DOCUMENT EXCERPT:
It Never Reigns in Southern California: A Review of Lena Dunham and Ry Russo-Young’s “Nobody Walks”

 

Nobody Walks
directed by Ry Russo-Young
Magnolia Pictures, 2012

Nobody Walks opens beneath a flight pattern, glaring under warm California sun.  In the airport parking garage, twenty-three year old Brooklyn émigré Martine (Olivia Thirlby) disinterestedly kisses a man.  We presume they’re lovers, but get a small twist, all before opening credits roll over the ride from LAX to Silverlake.  It’s an apt start to a film that views Los Angeles as a wood-paneled utopia in perpetual soft focus.

Martine arrives at the home of Peter (John Krasinski) and his rigidly postured wife Julie (Rosemary Dewitt).  She’s a therapist being courted by her sleazy screenwriter patient (Justin Kirk).  He’s a sound editor offering to put up friend-of-a-friend Martine, and work pro-bono on her black and white gallery film of insects crawling over a woman’s breast.  Their flirtation begins immediately.  “What if you could hear the bug’s steps, or breath, or heartbeat?” he asks her as they watch a silent rough cut.  Her reply – “Yeah, or its heart ache, you know?” is our second hint in as many scenes that she may be a bit of a flake.

Rounding out the household is Kolt (India Ennenga), Julie’s daughter from a previous marriage to dim-witted Vedder acolyte Leroy (Dylan McDermott).  I was rooting for Kolt after her introduction, successfully pitching a poem to her high school lit mag.  But like Julie’s prospective infidelity, Kolt’s scenes are listless.  She primarily chides her flirtatious Italian tutor, and swoons over Peter’s assistant David (Rhys Wakefield), a gentle tech nerd with a twelve-pack and Abercrombie model cheekbones.

Much has been made of co-writer and newly crowned memoirist supreme Lena Dunham’s attachment to the film.  But the script penned by her and director Russo-Young is short and airy, lacking the grit of Girls, and content with odd, faux-profound throwaway moments – as when Kolt’s tutor tells her that “poets don’t need practical words” when she asks him to translate “suitcase”.  Apparently he hasn’t read “Le Voyage” or “Song of the Open Road”.   Aside from one interesting bedtime conversation with Julie about the often arbitrary nature of settling into commitments, Kolt’s presence is weightless within an already trifling tale: whipped cream atop meringue.  And her name!  Oy vey.

EXTRACTED ENTRIES:
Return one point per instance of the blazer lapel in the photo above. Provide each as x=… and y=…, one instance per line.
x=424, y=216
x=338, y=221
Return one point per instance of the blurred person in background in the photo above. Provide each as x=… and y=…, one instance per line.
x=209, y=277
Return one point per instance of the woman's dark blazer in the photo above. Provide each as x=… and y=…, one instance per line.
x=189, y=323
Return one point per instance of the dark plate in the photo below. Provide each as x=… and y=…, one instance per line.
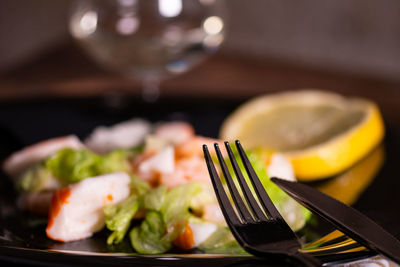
x=22, y=237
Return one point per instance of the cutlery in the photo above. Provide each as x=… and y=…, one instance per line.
x=345, y=218
x=259, y=229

WHAT YOU NEED TO DO:
1) From the Nobody Walks review, return everything from "It Never Reigns" down to "perpetual soft focus.", copied word for word.
2) According to the Nobody Walks review, what is Peter's profession?
3) Turn the paragraph of the Nobody Walks review that begins "Rounding out the household" into a short bulleted list that keeps its main facts.

SOLUTIONS TO THE PROBLEMS:
1)
It Never Reigns in Southern California: A Review of Lena Dunham and Ry Russo-Young’s “Nobody Walks”

 

Nobody Walks
directed by Ry Russo-Young
Magnolia Pictures, 2012

Nobody Walks opens beneath a flight pattern, glaring under warm California sun.  In the airport parking garage, twenty-three year old Brooklyn émigré Martine (Olivia Thirlby) disinterestedly kisses a man.  We presume they’re lovers, but get a small twist, all before opening credits roll over the ride from LAX to Silverlake.  It’s an apt start to a film that views Los Angeles as a wood-paneled utopia in perpetual soft focus.

2) Peter is a sound editor.

3)
- Kolt (India Ennenga) is Julie's daughter from a previous marriage to Leroy (Dylan McDermott), a dim-witted Vedder acolyte.
- The reviewer rooted for Kolt after her introduction, in which she successfully pitches a poem to her high school lit mag.
- Like Julie's prospective infidelity, Kolt's scenes are listless.
- Kolt mostly chides her flirtatious Italian tutor and swoons over Peter's assistant David (Rhys Wakefield), a gentle tech nerd with a twelve-pack and Abercrombie model cheekbones.